In the Solr mailing-list thread below, copy word for word everything from "< Now + 48h)" down to "Gabriele Kahlout <ga...@mysimpatico.com>.".

# Supplied passage

* begin *

You are viewing a plain text version of this content. The canonical link for it is here.
Posted to solr-user@lucene.apache.org by Gabriele Kahlout <ga...@mysimpatico.com> on 2011/06/18 14:02:59 UTC

Why are not query keywords treated as a set?

q=past past

1.0 = (MATCH) sum of:
*  0.5 = (MATCH) fieldWeight(content:past in 0), product of:*
   1.0 = tf(termFreq(content:past)=1)
   1.0 = idf(docFreq=1, maxDocs=2)
   0.5 = fieldNorm(field=content, doc=0)
*  0.5 = (MATCH) fieldWeight(content:past in 0), product of:*
   1.0 = tf(termFreq(content:past)=1)
   1.0 = idf(docFreq=1, maxDocs=2)
   0.5 = fieldNorm(field=content, doc=0)

Is there how I can treat the query keywords as a set?

-- 
Regards,
K. Gabriele

--- unchanged since 20/9/10 ---
P.S. If the subject contains "[LON]" or the addressee acknowledges the
receipt within 48 hours then I don't resend the email.
subject(this) ∈ L(LON*) ∨ ∃x. (x ∈ MyInbox ∧ Acknowledges(x, this) ∧ time(x)
< Now + 48h) ⇒ ¬resend(I, this).

If an email is sent by a sender that is not a trusted contact or the email
does not contain a valid code then the email is not received. A valid code
starts with a hyphen and ends with "X".
∀x. x ∈ MyInbox ⇒ from(x) ∈ MySafeSenderList ∨ (∃y. y ∈ subject(x) ∧ y ∈
L(-[a-z]+[0-9]X)).

Re: Why are not query keywords treated as a set?

Posted by Gabriele Kahlout <ga...@mysimpatico.com>.
 Part of the query is 'injected' by my application while unaware of the user
query. Would I know that 'paste past' end up together as query 'past past' I
would not inject anything as it distorts the score calculation. I could
inject after it, but it is not easy.

* end *

# Extracted records
* begin *

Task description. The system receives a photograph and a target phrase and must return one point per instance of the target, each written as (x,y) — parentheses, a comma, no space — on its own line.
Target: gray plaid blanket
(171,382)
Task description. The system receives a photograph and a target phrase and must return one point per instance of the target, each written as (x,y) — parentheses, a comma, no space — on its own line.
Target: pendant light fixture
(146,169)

* end *
* begin *

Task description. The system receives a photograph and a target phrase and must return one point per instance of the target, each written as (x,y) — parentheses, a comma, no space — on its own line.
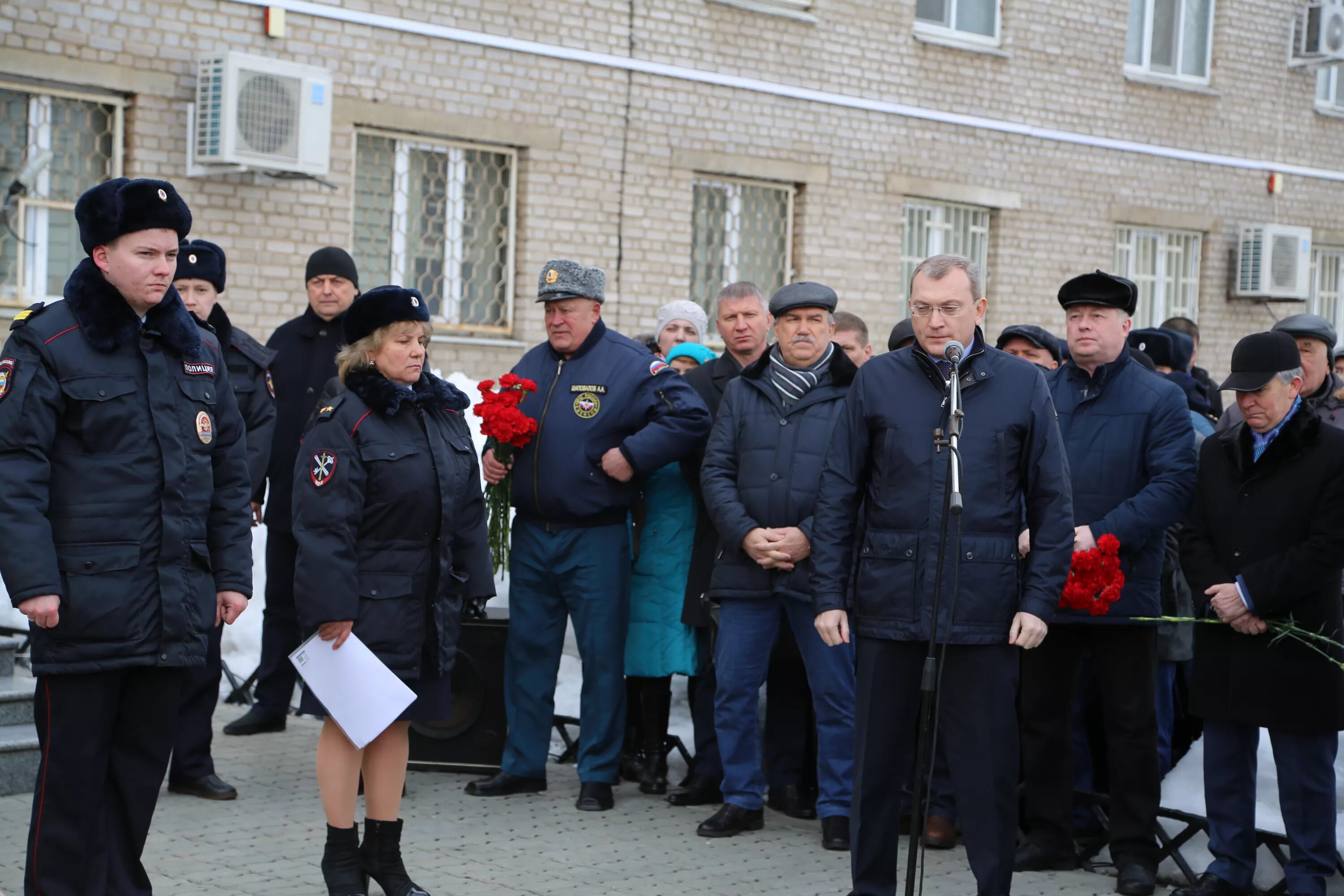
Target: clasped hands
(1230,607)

* end *

# Response for this exercise
< Now + 48h) ⇒ ¬resend(I, this).

If an email is sent by a sender that is not a trusted contact or the email
does not contain a valid code then the email is not received. A valid code
starts with a hyphen and ends with "X".
∀x. x ∈ MyInbox ⇒ from(x) ∈ MySafeSenderList ∨ (∃y. y ∈ subject(x) ∧ y ∈
L(-[a-z]+[0-9]X)).

Re: Why are not query keywords treated as a set?

Posted by Gabriele Kahlout <ga...@mysimpatico.com>.